What to do | Reproduce the data below with every "positive clicks" changed to "include points", keeping everything else the same, and leave out the pictures.

_ _ _ _

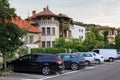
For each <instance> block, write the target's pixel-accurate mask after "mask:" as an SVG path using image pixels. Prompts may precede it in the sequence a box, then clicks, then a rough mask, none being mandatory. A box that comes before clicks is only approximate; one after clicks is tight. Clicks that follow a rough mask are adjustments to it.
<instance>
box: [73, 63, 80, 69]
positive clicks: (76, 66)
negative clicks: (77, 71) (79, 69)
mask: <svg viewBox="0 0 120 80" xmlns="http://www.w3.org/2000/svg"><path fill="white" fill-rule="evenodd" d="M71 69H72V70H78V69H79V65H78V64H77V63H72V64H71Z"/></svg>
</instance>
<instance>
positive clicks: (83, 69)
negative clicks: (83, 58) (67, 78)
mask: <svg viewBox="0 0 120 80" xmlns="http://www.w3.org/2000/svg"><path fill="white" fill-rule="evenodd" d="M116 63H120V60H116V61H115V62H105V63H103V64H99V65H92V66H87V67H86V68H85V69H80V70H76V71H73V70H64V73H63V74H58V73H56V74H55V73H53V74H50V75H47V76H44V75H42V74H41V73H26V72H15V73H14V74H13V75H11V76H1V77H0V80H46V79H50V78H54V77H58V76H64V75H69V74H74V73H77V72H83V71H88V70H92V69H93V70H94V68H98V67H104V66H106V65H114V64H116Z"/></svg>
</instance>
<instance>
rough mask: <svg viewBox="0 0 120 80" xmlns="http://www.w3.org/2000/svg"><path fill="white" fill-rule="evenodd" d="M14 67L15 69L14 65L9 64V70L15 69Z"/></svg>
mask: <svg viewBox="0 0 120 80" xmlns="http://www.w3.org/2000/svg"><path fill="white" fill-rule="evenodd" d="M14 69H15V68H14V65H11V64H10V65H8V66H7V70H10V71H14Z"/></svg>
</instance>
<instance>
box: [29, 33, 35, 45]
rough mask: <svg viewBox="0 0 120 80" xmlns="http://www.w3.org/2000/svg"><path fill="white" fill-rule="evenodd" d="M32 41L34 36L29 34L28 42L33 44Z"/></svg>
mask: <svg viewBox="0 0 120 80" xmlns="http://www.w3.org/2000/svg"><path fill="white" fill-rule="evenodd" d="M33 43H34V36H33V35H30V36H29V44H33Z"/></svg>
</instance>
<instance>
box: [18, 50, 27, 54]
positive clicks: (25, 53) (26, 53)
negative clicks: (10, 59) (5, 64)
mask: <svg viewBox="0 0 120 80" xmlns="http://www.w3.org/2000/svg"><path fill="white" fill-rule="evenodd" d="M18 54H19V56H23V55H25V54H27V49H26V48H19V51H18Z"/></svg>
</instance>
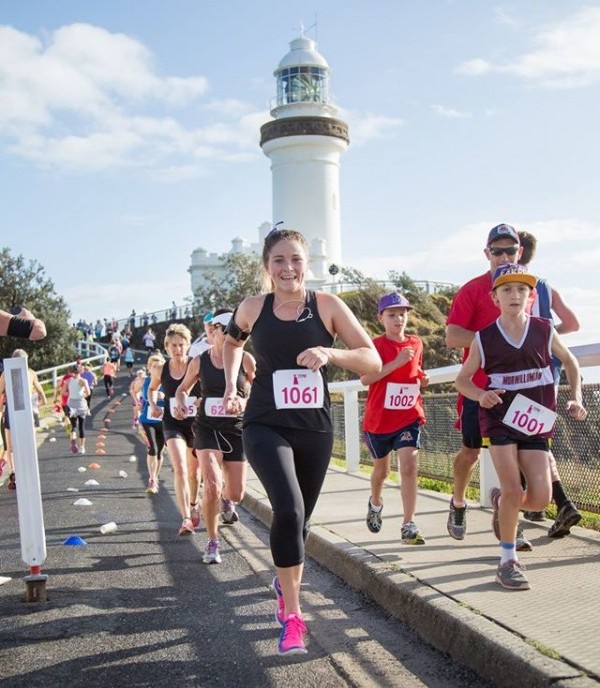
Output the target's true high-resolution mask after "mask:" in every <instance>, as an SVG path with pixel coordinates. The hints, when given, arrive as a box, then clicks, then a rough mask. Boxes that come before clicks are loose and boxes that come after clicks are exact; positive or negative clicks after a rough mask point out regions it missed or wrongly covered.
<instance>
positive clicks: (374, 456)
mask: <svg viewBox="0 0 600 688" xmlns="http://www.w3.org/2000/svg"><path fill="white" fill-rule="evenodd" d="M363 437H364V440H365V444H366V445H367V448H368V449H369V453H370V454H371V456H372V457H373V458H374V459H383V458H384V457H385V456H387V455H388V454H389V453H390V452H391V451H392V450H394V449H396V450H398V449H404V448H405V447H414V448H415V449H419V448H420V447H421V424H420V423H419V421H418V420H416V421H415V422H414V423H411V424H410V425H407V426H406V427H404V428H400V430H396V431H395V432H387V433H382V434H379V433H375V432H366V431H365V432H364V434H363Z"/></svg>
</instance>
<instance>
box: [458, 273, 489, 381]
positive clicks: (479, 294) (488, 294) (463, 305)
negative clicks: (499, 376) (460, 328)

_ _ _ _

Solution to this problem |
For each <instance> block, write the target's pixel-accurate mask after "mask:" as an SVG path using image pixels. Prompts may precede it in the sequence a box, then clicks, then a rough mask, none being mandatory. A box that comes before clicks is only approximate; one after clicks is tight. Clicks that follow a rough mask are adjustments to it.
<instance>
box: [73, 63, 80, 69]
include points: (76, 66)
negative clicks: (77, 71) (79, 69)
mask: <svg viewBox="0 0 120 80" xmlns="http://www.w3.org/2000/svg"><path fill="white" fill-rule="evenodd" d="M71 69H72V70H78V69H79V65H78V64H77V63H72V64H71Z"/></svg>
</instance>
<instance>
include points: (83, 69)
negative clicks: (83, 58) (67, 78)
mask: <svg viewBox="0 0 120 80" xmlns="http://www.w3.org/2000/svg"><path fill="white" fill-rule="evenodd" d="M116 63H120V60H116V61H115V62H105V63H103V64H99V65H92V66H87V67H86V68H85V69H80V70H76V71H73V70H64V73H63V74H58V73H56V74H55V73H53V74H50V75H47V76H44V75H42V74H41V73H26V72H15V73H14V74H13V75H11V76H1V77H0V80H46V79H50V78H54V77H58V76H64V75H69V74H74V73H77V72H83V71H88V70H92V69H93V70H94V68H98V67H104V66H106V65H114V64H116Z"/></svg>
</instance>
<instance>
rough mask: <svg viewBox="0 0 120 80" xmlns="http://www.w3.org/2000/svg"><path fill="white" fill-rule="evenodd" d="M14 67L15 69L14 65L9 64V70L15 69Z"/></svg>
mask: <svg viewBox="0 0 120 80" xmlns="http://www.w3.org/2000/svg"><path fill="white" fill-rule="evenodd" d="M14 69H15V68H14V65H11V64H10V65H8V66H7V70H10V71H14Z"/></svg>
</instance>
<instance>
box: [29, 33, 35, 45]
rough mask: <svg viewBox="0 0 120 80" xmlns="http://www.w3.org/2000/svg"><path fill="white" fill-rule="evenodd" d="M32 41L34 36L29 34L28 42L33 44Z"/></svg>
mask: <svg viewBox="0 0 120 80" xmlns="http://www.w3.org/2000/svg"><path fill="white" fill-rule="evenodd" d="M33 43H34V36H33V35H30V36H29V44H33Z"/></svg>
</instance>
<instance>
box: [18, 50, 27, 54]
include points: (25, 53) (26, 53)
negative clicks: (10, 59) (5, 64)
mask: <svg viewBox="0 0 120 80" xmlns="http://www.w3.org/2000/svg"><path fill="white" fill-rule="evenodd" d="M18 54H19V56H23V55H25V54H27V49H26V48H19V51H18Z"/></svg>
</instance>
Output the target's true high-resolution mask after "mask:" in every <instance>, as an SVG path with pixel coordinates. The hints, when given, arrive as a box, then clicks, then a rough mask. Boxes that come before clicks are loose and boxes that come after clicks are exact; positive or negative clicks after a rough mask point out regions it missed or wrongly covered.
<instance>
include points: (374, 456)
mask: <svg viewBox="0 0 600 688" xmlns="http://www.w3.org/2000/svg"><path fill="white" fill-rule="evenodd" d="M363 437H364V440H365V444H366V445H367V448H368V449H369V453H370V454H371V456H372V457H373V458H374V459H383V458H384V457H385V456H387V455H388V454H389V453H390V452H391V451H392V450H394V449H396V450H398V449H404V448H405V447H414V448H415V449H419V448H420V447H421V424H420V423H419V421H418V420H416V421H415V422H414V423H411V424H410V425H407V426H406V427H404V428H400V430H396V431H395V432H387V433H382V434H379V433H375V432H366V431H365V432H364V434H363Z"/></svg>
</instance>
<instance>
box: [458, 273, 489, 381]
include points: (479, 294) (488, 294) (463, 305)
negative clicks: (499, 376) (460, 328)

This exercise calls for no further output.